(Supplied material)
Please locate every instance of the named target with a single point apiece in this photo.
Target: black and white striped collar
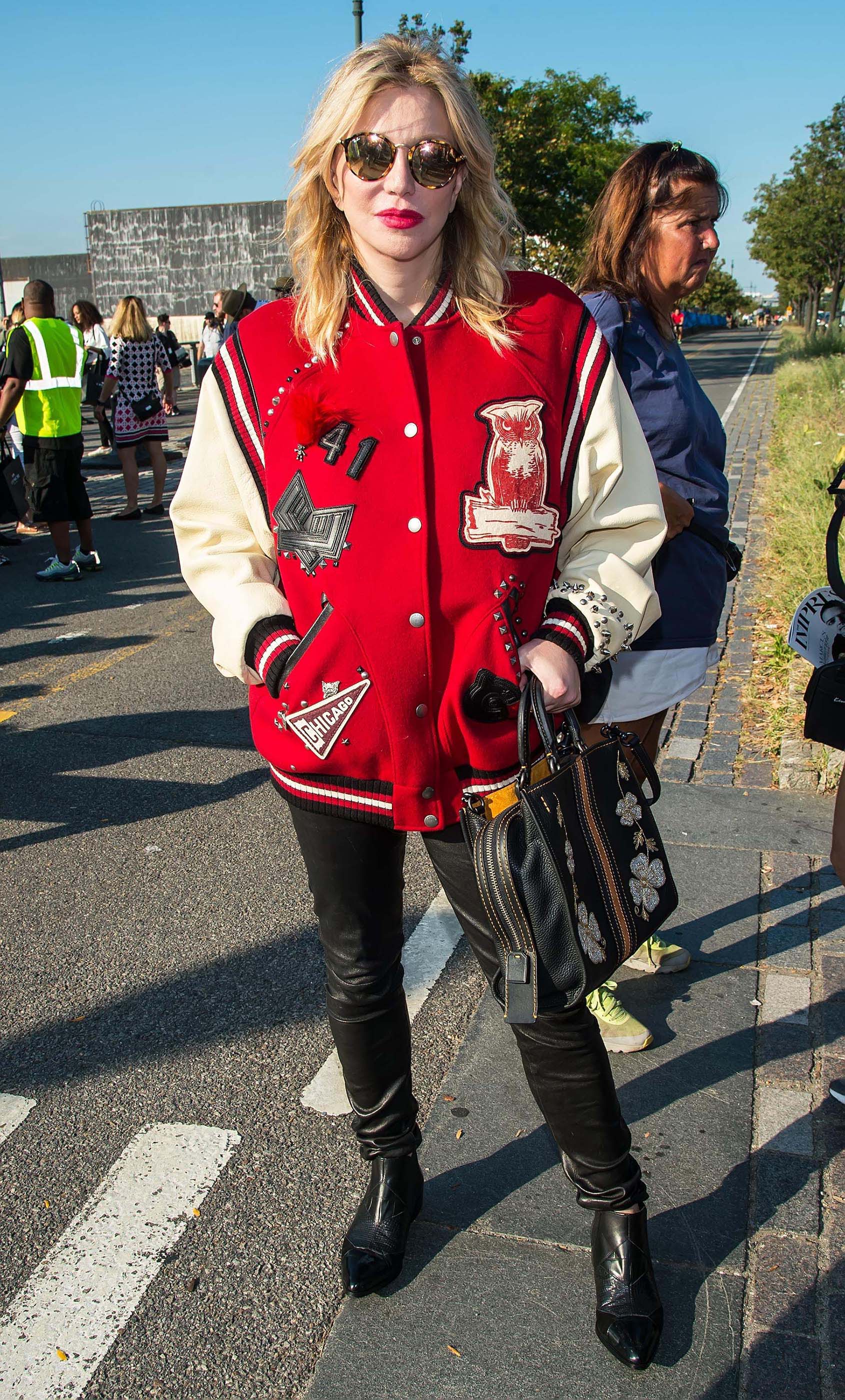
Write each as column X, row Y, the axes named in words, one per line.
column 367, row 302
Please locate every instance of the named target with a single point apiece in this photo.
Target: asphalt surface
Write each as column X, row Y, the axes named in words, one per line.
column 158, row 960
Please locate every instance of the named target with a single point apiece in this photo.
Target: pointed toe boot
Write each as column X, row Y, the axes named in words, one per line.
column 376, row 1242
column 628, row 1310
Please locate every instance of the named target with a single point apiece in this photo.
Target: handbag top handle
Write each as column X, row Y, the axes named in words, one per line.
column 832, row 545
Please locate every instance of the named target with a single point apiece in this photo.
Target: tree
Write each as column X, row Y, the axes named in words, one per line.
column 721, row 293
column 434, row 36
column 800, row 220
column 558, row 142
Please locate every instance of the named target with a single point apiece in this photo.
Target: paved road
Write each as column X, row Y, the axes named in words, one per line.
column 158, row 965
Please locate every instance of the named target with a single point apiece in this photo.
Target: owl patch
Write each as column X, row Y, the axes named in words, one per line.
column 510, row 508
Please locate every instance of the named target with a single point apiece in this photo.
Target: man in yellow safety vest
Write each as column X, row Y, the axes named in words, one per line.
column 44, row 384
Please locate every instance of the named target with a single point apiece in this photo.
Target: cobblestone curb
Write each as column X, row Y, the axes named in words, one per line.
column 795, row 1301
column 702, row 741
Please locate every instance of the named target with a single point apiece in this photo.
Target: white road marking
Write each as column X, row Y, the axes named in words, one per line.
column 96, row 1274
column 424, row 956
column 744, row 382
column 13, row 1110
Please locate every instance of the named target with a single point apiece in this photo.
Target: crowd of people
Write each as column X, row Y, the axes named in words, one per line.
column 129, row 374
column 456, row 386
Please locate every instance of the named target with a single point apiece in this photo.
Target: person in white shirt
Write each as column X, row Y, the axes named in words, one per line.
column 97, row 362
column 209, row 344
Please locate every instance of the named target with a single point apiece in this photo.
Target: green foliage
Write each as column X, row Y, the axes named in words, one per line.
column 434, row 36
column 558, row 142
column 721, row 293
column 558, row 139
column 800, row 220
column 814, row 346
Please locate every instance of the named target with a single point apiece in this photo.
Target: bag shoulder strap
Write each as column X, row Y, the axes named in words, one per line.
column 832, row 544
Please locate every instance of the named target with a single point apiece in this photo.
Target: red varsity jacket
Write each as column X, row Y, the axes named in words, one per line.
column 394, row 528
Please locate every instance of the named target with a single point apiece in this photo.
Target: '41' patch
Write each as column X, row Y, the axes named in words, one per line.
column 320, row 726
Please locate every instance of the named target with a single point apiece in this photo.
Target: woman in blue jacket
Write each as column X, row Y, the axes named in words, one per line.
column 652, row 241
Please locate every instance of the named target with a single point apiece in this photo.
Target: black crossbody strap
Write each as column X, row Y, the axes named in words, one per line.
column 832, row 545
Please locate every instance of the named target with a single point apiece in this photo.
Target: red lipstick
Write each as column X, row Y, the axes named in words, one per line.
column 400, row 218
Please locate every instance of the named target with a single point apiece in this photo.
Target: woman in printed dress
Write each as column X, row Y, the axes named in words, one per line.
column 136, row 354
column 400, row 484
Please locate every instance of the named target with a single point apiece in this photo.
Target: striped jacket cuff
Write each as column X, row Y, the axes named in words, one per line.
column 566, row 626
column 269, row 642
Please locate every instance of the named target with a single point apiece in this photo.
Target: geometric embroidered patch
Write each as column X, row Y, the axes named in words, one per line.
column 320, row 726
column 314, row 536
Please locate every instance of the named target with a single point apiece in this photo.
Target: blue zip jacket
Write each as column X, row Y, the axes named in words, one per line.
column 688, row 442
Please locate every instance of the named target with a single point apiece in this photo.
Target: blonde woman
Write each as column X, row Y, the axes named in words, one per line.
column 406, row 488
column 139, row 412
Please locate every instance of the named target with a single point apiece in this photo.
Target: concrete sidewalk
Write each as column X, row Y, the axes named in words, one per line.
column 732, row 1126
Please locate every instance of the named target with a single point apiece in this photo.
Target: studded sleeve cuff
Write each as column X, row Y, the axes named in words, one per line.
column 566, row 626
column 268, row 648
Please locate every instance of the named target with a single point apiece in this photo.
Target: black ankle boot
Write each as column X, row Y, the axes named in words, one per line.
column 374, row 1245
column 628, row 1311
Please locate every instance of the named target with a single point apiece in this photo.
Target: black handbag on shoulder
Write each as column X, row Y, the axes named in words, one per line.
column 824, row 722
column 571, row 867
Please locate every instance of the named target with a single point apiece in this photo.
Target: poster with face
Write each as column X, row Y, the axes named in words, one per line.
column 818, row 630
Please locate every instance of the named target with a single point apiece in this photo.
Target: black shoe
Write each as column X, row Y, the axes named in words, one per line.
column 376, row 1242
column 628, row 1311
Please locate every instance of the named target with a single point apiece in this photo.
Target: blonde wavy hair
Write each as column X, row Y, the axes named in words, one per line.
column 478, row 236
column 130, row 321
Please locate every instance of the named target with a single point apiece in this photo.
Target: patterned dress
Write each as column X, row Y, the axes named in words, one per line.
column 134, row 364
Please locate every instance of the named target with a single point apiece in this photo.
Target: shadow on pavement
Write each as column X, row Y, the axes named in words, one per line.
column 74, row 804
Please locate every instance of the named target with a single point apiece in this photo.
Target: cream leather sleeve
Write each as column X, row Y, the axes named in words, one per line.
column 614, row 530
column 226, row 546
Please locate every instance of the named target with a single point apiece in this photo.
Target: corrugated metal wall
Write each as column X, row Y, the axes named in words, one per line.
column 68, row 275
column 176, row 256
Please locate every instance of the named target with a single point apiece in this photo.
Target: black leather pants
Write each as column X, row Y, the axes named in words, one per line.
column 356, row 877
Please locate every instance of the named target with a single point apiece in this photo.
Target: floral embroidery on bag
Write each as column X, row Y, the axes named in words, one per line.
column 648, row 878
column 628, row 810
column 591, row 934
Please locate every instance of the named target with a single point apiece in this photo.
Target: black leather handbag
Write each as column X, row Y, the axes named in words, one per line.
column 824, row 722
column 572, row 872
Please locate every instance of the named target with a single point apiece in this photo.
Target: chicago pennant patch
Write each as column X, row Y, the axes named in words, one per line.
column 321, row 724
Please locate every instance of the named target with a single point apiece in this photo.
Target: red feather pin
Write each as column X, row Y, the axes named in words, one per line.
column 311, row 419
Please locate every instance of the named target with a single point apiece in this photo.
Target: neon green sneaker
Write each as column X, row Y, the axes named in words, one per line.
column 620, row 1031
column 655, row 955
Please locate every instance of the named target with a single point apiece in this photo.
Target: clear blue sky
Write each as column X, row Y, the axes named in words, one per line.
column 180, row 104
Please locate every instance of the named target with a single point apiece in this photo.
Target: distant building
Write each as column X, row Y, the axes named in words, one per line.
column 178, row 255
column 68, row 275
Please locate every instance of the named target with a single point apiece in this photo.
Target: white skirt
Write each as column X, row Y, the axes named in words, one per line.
column 647, row 682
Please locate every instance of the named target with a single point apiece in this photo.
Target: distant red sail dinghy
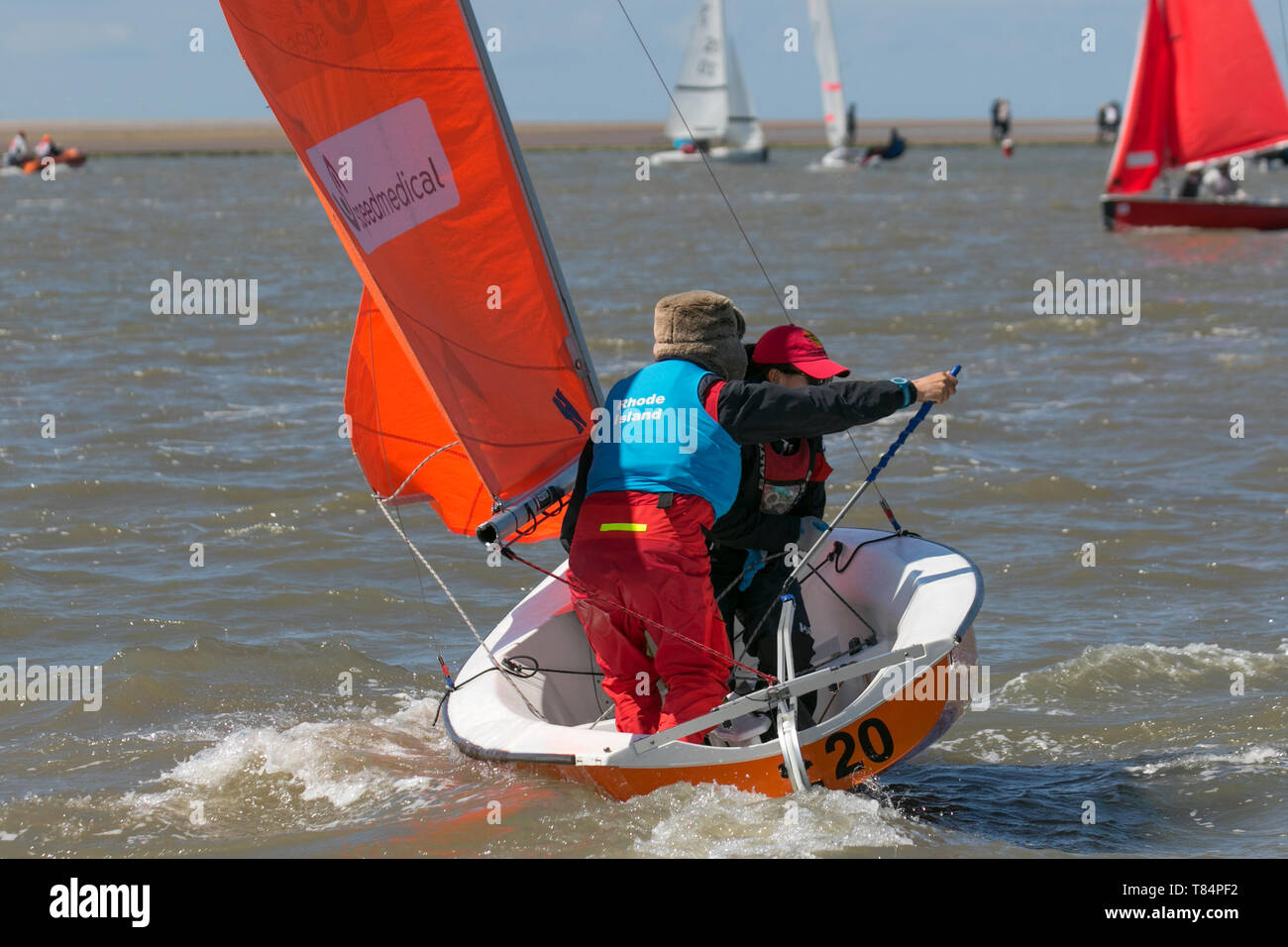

(Exercise aim)
Pick out each line in the rows above that has the word "black" in it, and copy those lines out.

(Problem solution)
Target: black and white striped collar
Target: black crossbody strap
Target: black ankle boot
Target: black handbag on shoulder
Target: black shoe
Target: black leather pants
Target: black leather handbag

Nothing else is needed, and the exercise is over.